◆ **Stated problem 1**
Repeat the part of the cost control text that begins with the words containing "Cost control is the practice" and ends with "distributed, discretionary purchases.", renaming "payroll" as "compensation" throughout.

◆ **Selected text**
Cost Control

Cost Control

The ongoing process of monitoring actual business expenses against an approved budget, identifying variances by category and department, and taking corrective action before overspend affects profitability or financial forecasts.

Victoria Landsmann

•May 18, 2026•
6 minute read

Key Takeaways

Cost control is the process of monitoring actual business spending against an approved budget, identifying variances, and correcting overruns before they compound. In travel and expense (T&E) management, effective cost control depends on real-time data, policy enforcement at the point of booking, and systematic variance review. Navan gives finance teams the infrastructure to manage cost discipline across distributed teams without waiting until month-end close.

  • Global business travel spending is projected to reach $1.57 trillion by end of 2025, making T&E one of the largest discretionary cost lines at most organizations [1].
  • The share of travel managers expecting budget cuts rose from 6% to 10% in 2025, reflecting growing pressure on organizations to tighten T&E cost controls [4].
  • 71% of travelers spend 30 minutes or longer filing a single expense report, adding hidden administrative cost on top of direct T&E spend [2].
  • Effective cost control requires three core steps: tracking actuals in real time, analyzing variances by category and department, and enforcing policy before spend is committed.

What is Cost Control?

Cost control is the practice of comparing actual business expenses against a planned budget on an ongoing basis and taking corrective action when spending diverges from plan. The concept applies across every cost line in an organization, from payroll and procurement to real estate and T&E, but it is especially critical in categories where employees make distributed, discretionary purchases.

◆ **Given records**
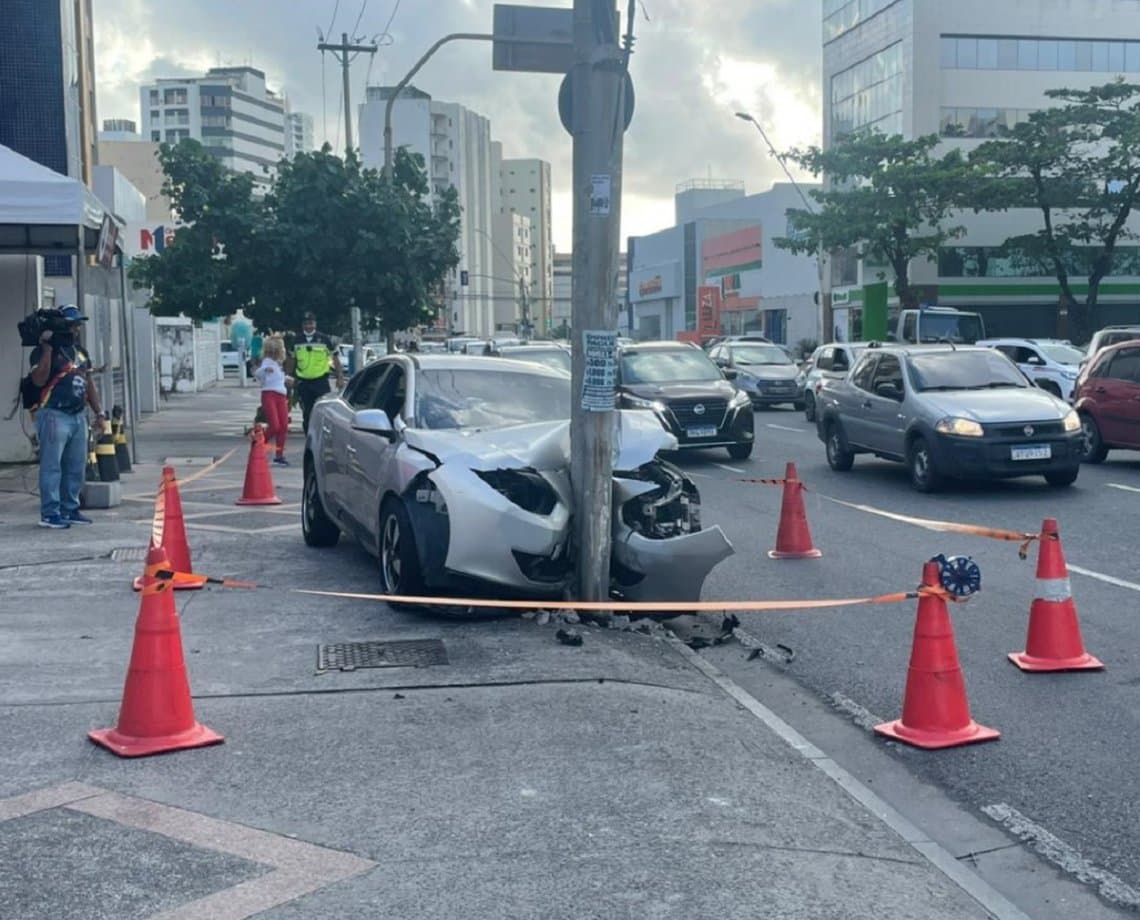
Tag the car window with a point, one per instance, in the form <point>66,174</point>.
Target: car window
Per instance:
<point>667,366</point>
<point>361,389</point>
<point>1125,366</point>
<point>390,393</point>
<point>986,369</point>
<point>488,399</point>
<point>863,372</point>
<point>887,371</point>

◆ **Stated problem 2**
Transcribe every line of the listing that follows the cost control text above, leaving the pictures out of your answer.

◆ **Exercise response 1**
Cost control is the practice of comparing actual business expenses against a planned budget on an ongoing basis and taking corrective action when spending diverges from plan. The concept applies across every cost line in an organization, from compensation and procurement to real estate and T&E, but it is especially critical in categories where employees make distributed, discretionary purchases.

◆ **Exercise response 2**
Tag the car window with a point, one per instance, in the form <point>66,174</point>.
Target: car window
Per instance:
<point>667,366</point>
<point>361,389</point>
<point>1125,366</point>
<point>390,393</point>
<point>986,369</point>
<point>488,399</point>
<point>863,372</point>
<point>887,371</point>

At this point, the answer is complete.